Point placement rows:
----------------
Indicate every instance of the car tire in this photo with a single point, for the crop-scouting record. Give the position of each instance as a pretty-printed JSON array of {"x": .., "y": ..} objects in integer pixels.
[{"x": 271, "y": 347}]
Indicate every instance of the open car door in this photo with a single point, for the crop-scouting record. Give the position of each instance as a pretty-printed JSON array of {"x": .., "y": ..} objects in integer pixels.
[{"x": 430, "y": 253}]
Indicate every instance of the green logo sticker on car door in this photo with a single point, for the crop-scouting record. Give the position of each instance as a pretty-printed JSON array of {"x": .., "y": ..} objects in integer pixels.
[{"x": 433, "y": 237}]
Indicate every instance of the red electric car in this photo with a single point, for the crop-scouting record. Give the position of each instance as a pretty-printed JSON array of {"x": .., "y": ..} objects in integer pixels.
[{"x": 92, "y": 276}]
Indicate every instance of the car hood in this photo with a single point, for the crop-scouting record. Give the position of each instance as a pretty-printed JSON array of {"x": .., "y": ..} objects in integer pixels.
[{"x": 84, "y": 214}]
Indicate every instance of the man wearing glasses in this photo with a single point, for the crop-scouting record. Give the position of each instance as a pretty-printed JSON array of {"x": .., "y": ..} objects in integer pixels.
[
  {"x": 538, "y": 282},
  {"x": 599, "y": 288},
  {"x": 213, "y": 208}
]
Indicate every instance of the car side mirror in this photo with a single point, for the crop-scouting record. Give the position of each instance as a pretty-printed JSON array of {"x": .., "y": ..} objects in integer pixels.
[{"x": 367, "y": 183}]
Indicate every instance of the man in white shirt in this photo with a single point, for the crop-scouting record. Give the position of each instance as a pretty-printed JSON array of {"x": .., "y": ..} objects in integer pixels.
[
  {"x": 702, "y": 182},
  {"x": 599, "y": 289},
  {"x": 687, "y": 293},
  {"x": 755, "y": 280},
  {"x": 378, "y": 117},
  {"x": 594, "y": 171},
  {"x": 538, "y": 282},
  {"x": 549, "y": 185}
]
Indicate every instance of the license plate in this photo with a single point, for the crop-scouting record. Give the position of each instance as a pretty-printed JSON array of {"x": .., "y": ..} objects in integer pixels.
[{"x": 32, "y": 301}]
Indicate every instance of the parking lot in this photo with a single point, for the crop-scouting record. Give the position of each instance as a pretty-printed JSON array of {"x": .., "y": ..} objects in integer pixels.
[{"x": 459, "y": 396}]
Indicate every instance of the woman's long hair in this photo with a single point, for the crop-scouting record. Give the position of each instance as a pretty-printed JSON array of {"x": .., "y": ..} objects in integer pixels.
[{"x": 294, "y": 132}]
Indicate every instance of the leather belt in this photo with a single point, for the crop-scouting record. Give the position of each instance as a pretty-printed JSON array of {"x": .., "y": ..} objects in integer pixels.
----------------
Copy every one of the rows above word for word, keeping them in their original order.

Indicate every instance of the car tire in this photo with a single point, for the crop-scouting record. Give the position of each instance as a pretty-printed JSON array of {"x": .., "y": ..} objects in integer pixels.
[{"x": 271, "y": 347}]
Indicate every instance of the open car door in this photo with a single point, for the crop-scouting record. Give the position of each instance as a pretty-printed JSON array of {"x": .., "y": ..} objects in integer pixels.
[{"x": 430, "y": 253}]
Indicate every instance of the green logo sticker on car door in this photo with a single point, for the crop-scouting record. Give the position of each instance as a pretty-printed JSON array of {"x": .., "y": ..} objects in integer pixels.
[{"x": 433, "y": 237}]
Indicate every instance of the red electric car in this photo with a single point, for the crop-scouting record. Give the position of each instance as a pretty-printed JSON array of {"x": .., "y": ..} objects in integer pixels.
[{"x": 92, "y": 276}]
Indicate every instance of the car hood in this photo with a single point, for the crop-scouting record. Give the position of each instance as a pretty-printed JSON array of {"x": .., "y": ..} objects in integer pixels.
[{"x": 84, "y": 214}]
Indicate every instance of the man wearing glasses in this photo with a single point, for the crop-scouting record. Give the position of each instance as a pretty-printed JSON array of {"x": .., "y": ..} objects in integer pixels.
[
  {"x": 538, "y": 282},
  {"x": 599, "y": 288},
  {"x": 213, "y": 208}
]
Indicate every instance of the car side mirror in this photo with a single point, for the crop-scouting record. Give the position of each instance as a pretty-printed JSON array of {"x": .., "y": ..} objects in integer pixels.
[{"x": 367, "y": 183}]
Indicate every instance of the man in white shirt in this photo with a single point, for the crop-scouting record. Give the position of each instance as a pretty-printed JSON array of {"x": .., "y": ..} objects in integer pixels.
[
  {"x": 702, "y": 182},
  {"x": 599, "y": 289},
  {"x": 687, "y": 293},
  {"x": 755, "y": 280},
  {"x": 378, "y": 117},
  {"x": 594, "y": 171},
  {"x": 538, "y": 282},
  {"x": 549, "y": 185}
]
Indicate every instance of the license plate in this photo with a single point, for the crop-scouting record. Give the position of each instance as a pretty-printed JSON array of {"x": .., "y": ..} objects in integer pixels.
[{"x": 32, "y": 301}]
Indicate every instance of the parking lot in this photo with a single point, for the crop-scouting record. Give the position of each instance as a pretty-printed JSON array of {"x": .., "y": ..} objects in integer pixels.
[{"x": 459, "y": 396}]
Indicate every instance of the woman's long hair in this photo with a single point, for the crop-scouting record. Give the position of each instance as a pretty-printed JSON array of {"x": .., "y": ..} objects in integer pixels.
[{"x": 294, "y": 132}]
Indicate every instance of the leather belt in this photo with a single point, for the crop-scouting record. Give the position of each instance as a pretty-printed JSON array of {"x": .., "y": ..} objects in integer pixels.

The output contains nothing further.